_Text for analysis_

DBP Tools

Listed below are tools developed by the iDASH team to enable analyses conducted within iDASH’s Driving Biological Projects.

Click on the name in the left-hand column to download or access the tool.

Name Description

Genetic Query Language (GQL)

 

 

 

 

Genome Query Language (GQL) allows for the efficient querying of genomic fragment data to uncover evidence for variation in the sampled genomes. Note that our tool does not replace other variant calling tools but is complementary to existing efforts. It focuses on the collection of evidence that all inference tools can use to make custom inference. By providing a simple interface to extract the required evidence from the raw data stored in the cloud, GQL can free callers from the need to handle large data efficiently. By speeding up and simplifying existing variant calling tools, larger speedups are possible through a cloud-based parallel GQL implementation. Furthermore, analysts can examine and visualize the evidence for each variant, independent of the tool used to identify the variant.

 

Platform: Written in C++ with some additional python modules

 

Datasets that can be used: Any human dataset in BAM format given that no reads appear with multiple alignments. GQL was tested with datasets produced from the latest Illumina technology.

 

Tutorial: Instructions, syntax, and semantics

 

Citation: Kozanitis C, Bafna V, and Varghese G. “Querying the Genome with GQL,” NCBC Showcase 2012. (poster)

MAGI: Microrna Analysis in GPU Infrastructure

 

 

A web service for MicroRNA Analysis in a GPU environment.

 

Platform: Ubuntu

 

Datasets that can be used: Any miRNA-Seq FASTQ files 

 

Tutorial: http://elgar.ucsd.edu/software/magi/

 

Citation: Kim J, Levy E, Ferbrache A, et al. "MAGI: a Node.js web service for fast microRNA-Seq analysis in a GPU infrastructure," Bioinformatics, 2014 Oct;30(19):2826-7. doi: 10.1093/bioinformatics/btu377. Epub 2014 Jun 6.

Observational Cohort Event Analysis and Notification System (OCEANS)

 

 

OCEANS aims to develop novel statistical methods to detect adverse event signals in observational cohort data from electronic health records, clinical registries, and administrative databases. This toolbox was developed to enable rapid integration and dissemination of statistical modules to support retrospective and prospective static or automated real-time medical product surveillance.

_Provided data_
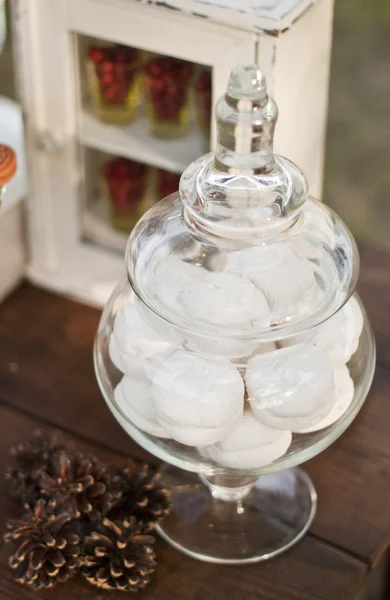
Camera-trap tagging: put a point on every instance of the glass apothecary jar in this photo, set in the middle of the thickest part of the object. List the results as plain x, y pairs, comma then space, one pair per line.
236, 349
114, 81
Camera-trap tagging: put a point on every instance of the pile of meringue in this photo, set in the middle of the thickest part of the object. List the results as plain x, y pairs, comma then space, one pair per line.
236, 401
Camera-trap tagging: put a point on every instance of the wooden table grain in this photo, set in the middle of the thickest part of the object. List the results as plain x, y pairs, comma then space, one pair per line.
47, 380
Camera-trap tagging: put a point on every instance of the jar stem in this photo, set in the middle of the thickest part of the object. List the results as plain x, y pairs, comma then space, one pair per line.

_Directions_
Please check these three statements against the DBP Tools page above. For each, answer yes or no and quote the words of the page that decide it.
1. GQL is meant to replace other variant calling tools.
2. MAGI runs on Ubuntu.
3. GQL works with any human dataset in FASTQ format.

_Problem solution_
1. No: "Note that our tool does not replace other variant calling tools but is complementary to existing efforts."
2. Yes: "Platform: Ubuntu"
3. No: "Any human dataset in BAM format given that no reads appear with multiple alignments."